■ **WORK REQUEST**
Go through the entries below and copy every line that holds the word "coat".

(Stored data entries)
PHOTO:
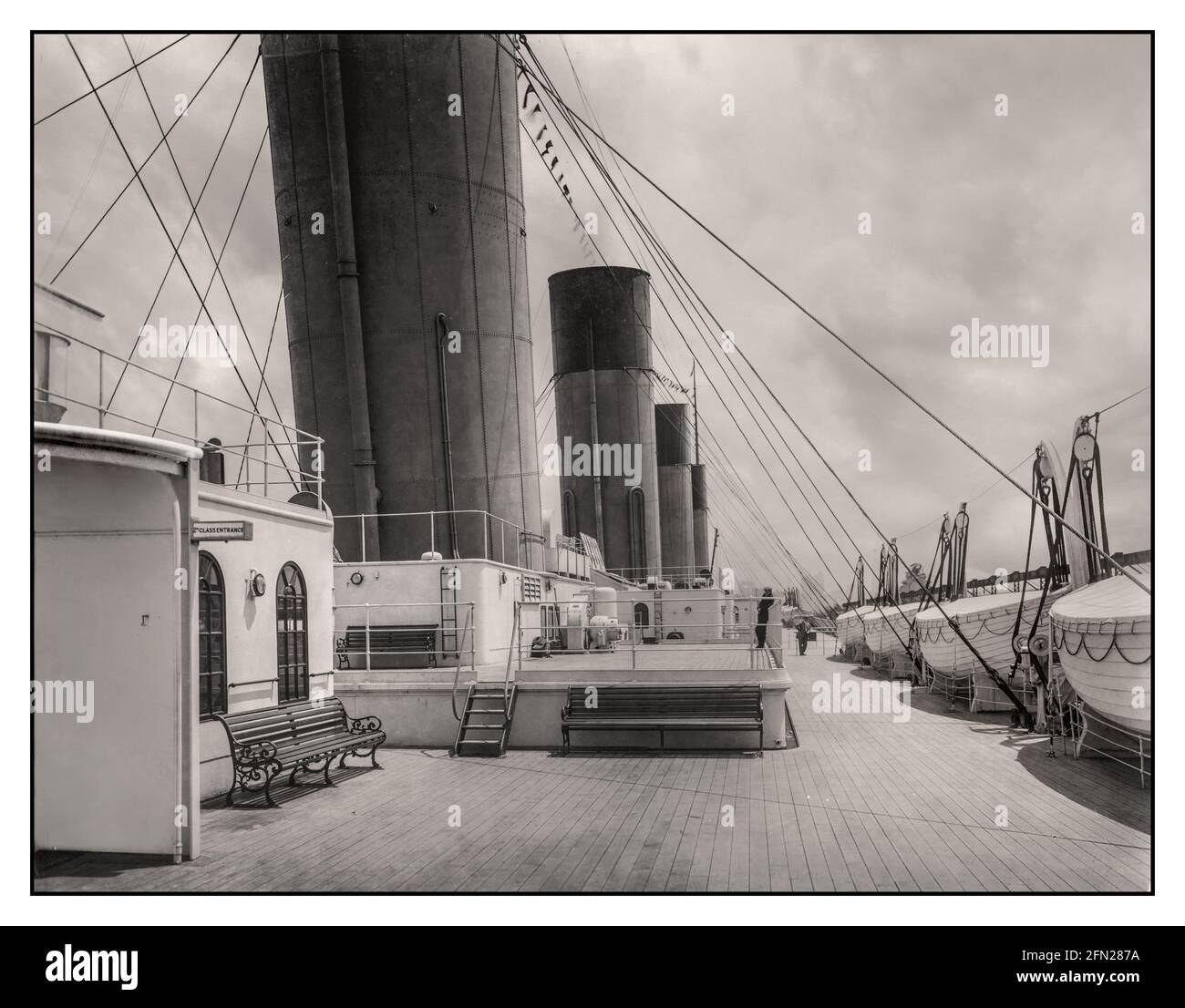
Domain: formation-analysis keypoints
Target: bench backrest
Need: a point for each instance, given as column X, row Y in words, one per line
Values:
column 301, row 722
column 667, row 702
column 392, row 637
==
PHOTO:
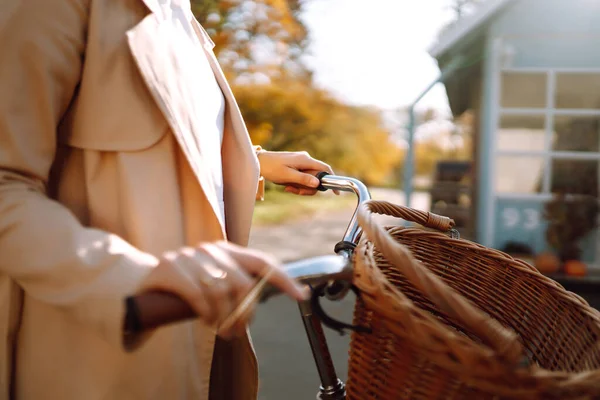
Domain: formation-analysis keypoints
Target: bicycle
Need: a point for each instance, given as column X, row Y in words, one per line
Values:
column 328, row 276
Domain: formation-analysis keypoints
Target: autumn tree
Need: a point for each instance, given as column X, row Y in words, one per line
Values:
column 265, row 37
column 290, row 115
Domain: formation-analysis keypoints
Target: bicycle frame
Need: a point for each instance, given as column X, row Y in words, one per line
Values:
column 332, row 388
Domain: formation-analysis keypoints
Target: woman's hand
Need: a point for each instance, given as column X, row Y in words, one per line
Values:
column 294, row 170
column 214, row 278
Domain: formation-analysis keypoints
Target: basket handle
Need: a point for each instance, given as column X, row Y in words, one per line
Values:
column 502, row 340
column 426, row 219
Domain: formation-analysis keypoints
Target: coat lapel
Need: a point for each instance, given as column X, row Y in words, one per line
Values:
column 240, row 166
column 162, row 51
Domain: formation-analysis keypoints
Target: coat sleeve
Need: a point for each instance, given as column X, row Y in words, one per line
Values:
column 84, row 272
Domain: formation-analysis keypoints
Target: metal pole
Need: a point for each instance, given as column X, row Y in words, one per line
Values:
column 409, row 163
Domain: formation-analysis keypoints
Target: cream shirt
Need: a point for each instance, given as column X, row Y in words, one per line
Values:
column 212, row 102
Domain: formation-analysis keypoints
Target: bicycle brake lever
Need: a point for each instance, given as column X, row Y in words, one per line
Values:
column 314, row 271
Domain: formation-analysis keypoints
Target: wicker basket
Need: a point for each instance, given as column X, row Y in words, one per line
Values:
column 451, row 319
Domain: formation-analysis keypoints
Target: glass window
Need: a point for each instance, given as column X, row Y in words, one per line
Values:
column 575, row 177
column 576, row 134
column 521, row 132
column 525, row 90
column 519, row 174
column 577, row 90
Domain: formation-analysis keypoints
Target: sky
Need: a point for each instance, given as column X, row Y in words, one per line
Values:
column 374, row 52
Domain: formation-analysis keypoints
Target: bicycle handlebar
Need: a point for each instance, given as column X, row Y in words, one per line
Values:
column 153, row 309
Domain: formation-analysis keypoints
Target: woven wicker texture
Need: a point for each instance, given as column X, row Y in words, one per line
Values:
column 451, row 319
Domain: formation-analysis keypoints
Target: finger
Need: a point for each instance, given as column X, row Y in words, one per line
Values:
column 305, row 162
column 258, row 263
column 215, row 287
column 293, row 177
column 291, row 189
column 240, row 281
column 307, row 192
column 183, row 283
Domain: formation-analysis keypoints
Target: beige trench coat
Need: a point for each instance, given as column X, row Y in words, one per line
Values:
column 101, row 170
* * *
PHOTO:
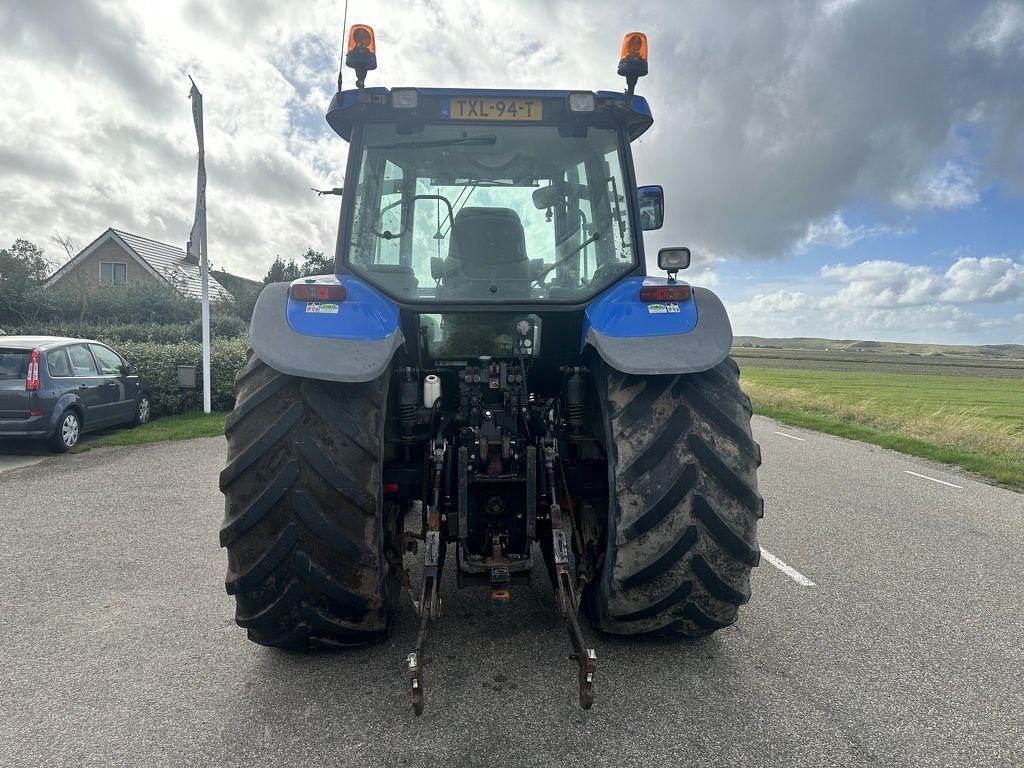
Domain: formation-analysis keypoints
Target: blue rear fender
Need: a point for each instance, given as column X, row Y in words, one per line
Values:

■ **TASK ANSWER**
Target: coat lapel
Target: coat sleeve
Target: beige trench coat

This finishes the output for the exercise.